◆ **GOAL OF THE EXERCISE**:
The comments on Ken Starr below include one that begins "If Starr had known." List every person that comment names.

◆ **SELECTED EXCERPT**:
I don’t quite know why the slur on Starr. He was appointed to do a job and did it to the best of his abilities. His personal feelings did not apparently play in to it.
Even if they did, as he said his experience was part of what convinced both parties in 1999 not to renew the Independent Counsel law.
Of course. The point was that there’s no indication that his efforts w/r Clinton were motivated by personal animus or bias.
Milhouse, Starr… Starr is an honest ingin… Too honest and too honorable. White Water and statute of limitations went right over Starr’s head. FOB’s and the Clinton team shut down Starr at every point. Completely outclassed IMO. Milhouse, it pains me to listen to Starr mealy mouth apologize for what I view as his failure as a prosecutor. You Milhouse most probably know why I am wrong and that we have law and process and results do not always appear fair and just.
Milhouse, I am fit to be …
The ingredient list on a box of oatmeal was more interesting that this rambling idiot. He did NOTHING for the case because I’m sure everyone tuned out after 1 minute like me.
The sorry part of the Clinton Impeachment was Ken Starr was made teh villain.
The sorry part is that Starr never got the evidence he was after, to prove the underlying corruption that the inquiry was originally about. The whole Lewinsky episode turned out to be a red herring that ended up swallowing the whole affair. (Yes, I went there.) As a result, at the end of it all Clinton’s defenders were able to say the inquiry was fundamentally illegitimate.
If Starr had known that Lewinsky’s perjury was suborned directly by the President he probably would have chosen not to pursue it in the first place. The only reason he got involved was because he assumed she’d been suborned by either Jordan or Curry; he hoped he could get her to flip on them, and then use that to pressure them to flip on Clinton for his real crimes. But of course the trail led not to them but directly to Clinton, and he was hardly going to flip on himself.
Milhouse, the big poke in the eye was the purported miraculous discovery of documents on a coffee table outside of Hillary Clinton’s office after the Grand Jury disbanded. Nobody has bigger balls than Hillary. Nobody.
The republicans are blowing a once-in-a-lifetime opportunity to attack the Dems and put them on the defensive. Instead, we get this blow-hard Ken Starr. Totally awful. We get history lessons when the seditious Dems are destroying our constitution and our country.
Trump needs to fire this entire ‘defense’ team immediately and bring in folks willing to ‘go for the throat’ against the traitorous dems. Demand that Schiff and Biden go under oath and testify. This is for all the marbles as the saying goes.
Once again, he’s only doing what the defense team assigned him to do. There are others to bring the fire and brimstone, if they so decide.
There are apparently none
Well, Trump and his lawyer picked the team, so apparently they’re doing what he wants.

◆ **GIVEN INFORMATION**:
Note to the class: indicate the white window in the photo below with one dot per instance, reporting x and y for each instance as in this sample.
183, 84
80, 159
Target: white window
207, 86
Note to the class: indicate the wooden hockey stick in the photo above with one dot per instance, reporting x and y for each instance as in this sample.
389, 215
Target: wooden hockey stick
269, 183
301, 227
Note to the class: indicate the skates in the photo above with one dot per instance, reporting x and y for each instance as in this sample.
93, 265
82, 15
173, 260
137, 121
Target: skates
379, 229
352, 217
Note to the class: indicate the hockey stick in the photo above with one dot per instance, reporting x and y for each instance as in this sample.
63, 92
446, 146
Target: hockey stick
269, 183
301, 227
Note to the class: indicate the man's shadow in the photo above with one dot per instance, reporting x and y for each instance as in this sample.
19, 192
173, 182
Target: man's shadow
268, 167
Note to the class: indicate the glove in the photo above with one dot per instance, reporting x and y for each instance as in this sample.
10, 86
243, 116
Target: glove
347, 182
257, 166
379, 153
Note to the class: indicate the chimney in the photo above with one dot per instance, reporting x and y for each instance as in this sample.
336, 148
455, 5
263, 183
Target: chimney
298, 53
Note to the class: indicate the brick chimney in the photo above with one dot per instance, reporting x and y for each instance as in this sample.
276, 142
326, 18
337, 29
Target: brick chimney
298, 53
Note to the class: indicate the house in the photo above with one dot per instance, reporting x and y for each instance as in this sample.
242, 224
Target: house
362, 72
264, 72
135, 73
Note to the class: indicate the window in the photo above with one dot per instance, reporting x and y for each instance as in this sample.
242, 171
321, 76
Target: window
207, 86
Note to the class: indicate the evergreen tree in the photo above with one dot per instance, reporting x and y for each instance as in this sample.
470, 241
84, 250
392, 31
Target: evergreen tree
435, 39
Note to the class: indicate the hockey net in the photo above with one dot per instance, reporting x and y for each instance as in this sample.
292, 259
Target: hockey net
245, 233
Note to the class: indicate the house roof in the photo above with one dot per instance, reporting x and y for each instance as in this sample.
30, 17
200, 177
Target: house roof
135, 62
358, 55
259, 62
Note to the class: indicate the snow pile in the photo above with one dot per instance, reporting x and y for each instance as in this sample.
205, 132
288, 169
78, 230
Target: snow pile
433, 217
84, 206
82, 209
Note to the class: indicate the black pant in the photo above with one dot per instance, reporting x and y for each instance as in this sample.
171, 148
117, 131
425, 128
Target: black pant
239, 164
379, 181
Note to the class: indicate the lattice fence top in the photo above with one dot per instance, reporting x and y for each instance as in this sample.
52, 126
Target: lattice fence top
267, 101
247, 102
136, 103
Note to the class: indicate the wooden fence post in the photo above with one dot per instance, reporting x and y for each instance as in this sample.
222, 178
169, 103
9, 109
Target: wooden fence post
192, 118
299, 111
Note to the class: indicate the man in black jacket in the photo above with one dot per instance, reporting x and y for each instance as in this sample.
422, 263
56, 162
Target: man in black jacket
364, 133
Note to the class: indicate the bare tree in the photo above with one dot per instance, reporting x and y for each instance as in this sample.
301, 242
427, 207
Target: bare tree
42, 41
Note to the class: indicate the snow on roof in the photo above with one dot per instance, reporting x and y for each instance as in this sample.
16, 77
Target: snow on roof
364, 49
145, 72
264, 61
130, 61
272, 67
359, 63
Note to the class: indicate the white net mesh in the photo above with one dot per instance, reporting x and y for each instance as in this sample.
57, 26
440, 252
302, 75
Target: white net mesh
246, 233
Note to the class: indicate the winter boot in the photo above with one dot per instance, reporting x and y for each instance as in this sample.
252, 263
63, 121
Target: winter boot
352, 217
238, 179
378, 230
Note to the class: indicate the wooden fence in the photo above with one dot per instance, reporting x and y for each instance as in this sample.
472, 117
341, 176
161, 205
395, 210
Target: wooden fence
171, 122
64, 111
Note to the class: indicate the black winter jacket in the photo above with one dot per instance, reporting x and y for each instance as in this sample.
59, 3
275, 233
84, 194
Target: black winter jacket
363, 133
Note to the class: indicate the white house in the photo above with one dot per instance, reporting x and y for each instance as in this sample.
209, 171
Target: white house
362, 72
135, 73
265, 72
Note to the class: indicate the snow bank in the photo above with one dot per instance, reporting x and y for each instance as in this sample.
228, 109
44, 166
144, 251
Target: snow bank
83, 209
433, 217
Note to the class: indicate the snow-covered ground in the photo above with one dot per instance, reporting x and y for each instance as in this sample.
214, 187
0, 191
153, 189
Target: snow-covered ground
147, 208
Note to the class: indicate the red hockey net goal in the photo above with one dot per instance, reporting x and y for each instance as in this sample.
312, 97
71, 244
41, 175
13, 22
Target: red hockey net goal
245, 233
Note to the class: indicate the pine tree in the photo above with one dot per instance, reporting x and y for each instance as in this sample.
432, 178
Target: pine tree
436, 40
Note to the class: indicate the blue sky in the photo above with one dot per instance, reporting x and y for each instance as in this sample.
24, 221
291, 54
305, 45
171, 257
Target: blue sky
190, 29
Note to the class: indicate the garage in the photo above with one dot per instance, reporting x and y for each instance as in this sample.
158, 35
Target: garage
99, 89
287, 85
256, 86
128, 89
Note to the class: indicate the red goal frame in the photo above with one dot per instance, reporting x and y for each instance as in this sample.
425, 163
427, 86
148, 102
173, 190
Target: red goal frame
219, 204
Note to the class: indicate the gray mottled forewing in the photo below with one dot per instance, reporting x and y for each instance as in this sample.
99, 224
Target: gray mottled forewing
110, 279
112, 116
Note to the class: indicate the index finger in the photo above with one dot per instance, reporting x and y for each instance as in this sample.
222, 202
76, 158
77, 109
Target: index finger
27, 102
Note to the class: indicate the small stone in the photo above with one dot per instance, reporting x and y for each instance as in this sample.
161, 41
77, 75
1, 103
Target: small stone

◆ **COMPLETED TASK**:
Starr, Lewinsky, Jordan, Curry, Clinton